Dá tesão de trabalhar com os bichos selvagens ágeis, belos, velozes que são os meninos de rua, criar óperas de Pequins, Cieps musicais. A foto do homem e da mulher sem-terra se beijando na boca, se despedindo, é bela. Veio de um teatro de sandálias havaianas, caminhando por Demeterra e vai fazer a reforma agrária. O Brasil, país da fábrica mundial anti-edipiana que é Nelson Rodrigues, está pronto a ter no teatro, um rico esporte de trabalho para multidões gregárias. Se há tecnologia para "Sai de Baixo", há para levantar a cabeça insolente de Cacilda.
Jabor vestiu esta personagem por generosidade masoquista. Na solidão do debate cultural concreto pôs esta máscara para revelar uma visão tão medíocre do teatro no Brasil, que incita os que adoram a potência do teatro brasileiro a expor suas ficções científicas e a apoiar a realidade científica de agora: tudo que valorize a produtividade econômica de um teatro para os brasileiros encenarem justamente o Brasil obsceno -a potência temida como o tacape capturado do índio que queria presentear o presidente.

▶ **Bloco de dados**:
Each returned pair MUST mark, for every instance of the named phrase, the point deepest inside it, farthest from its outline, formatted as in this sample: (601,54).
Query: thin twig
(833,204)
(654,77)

▶ **Tarefa 1**:
Responda, com base no trecho sobre o teatro no Brasil:
(a) Quem o trecho chama de "fábrica mundial anti-edipiana"?
(b) Quem "vestiu esta personagem", e por qual motivo?
(c) O que o índio queria dar de presente ao presidente?
▶ **Tarefa 2**:
Escreva a continuação do texto sobre o teatro no Brasil a partir da última frase.

▶ **Resposta escrita 1**:
(a) Nelson Rodrigues.
(b) Jabor, por generosidade masoquista.
(c) O tacape.

▶ **Resposta escrita 2**:
A lei do cinema -como a possível lei das artes cênicas, combatida corporativamente por Jabor- mantém o Estado como total bancador indireto das produções. Mas pelo menos, em troca do lucro para as empresas investidoras, determina alguns mecanismos balizadores da autonomia da mídia cinema e teatro em si. Paradoxalmente democráticos, alguns itens tornam possível um campo de liberdade de expressão e de produção maior não somente com direito mas até com dever social de descobrir imagens e territórios proibidos. A lei da cultura pode ser até a do cão mas não a do capital. A cultura do capital, o marketing, não precisa de lei.
A dança também vai querer sua lei. Um povo que dança o que o Brasil dança não pode sofrer esta miséria tão grande de nijinskis condenados a viver debaixo dos viadutos, enquanto uma dança culturosa, sem corpo e que não faz dançar se apóia em bocejos luxuosamente patrocinados.
Tudo que escrevo é para dar a medida justa do valor poético, político, econômico, social e sobretudo liberador do teatro, na desmedida em que vivo o encontro direto de pessoas vivas com pessoas publicamente se divertindo num rito de antropofagia desvuduzador deste neo-colonialismo.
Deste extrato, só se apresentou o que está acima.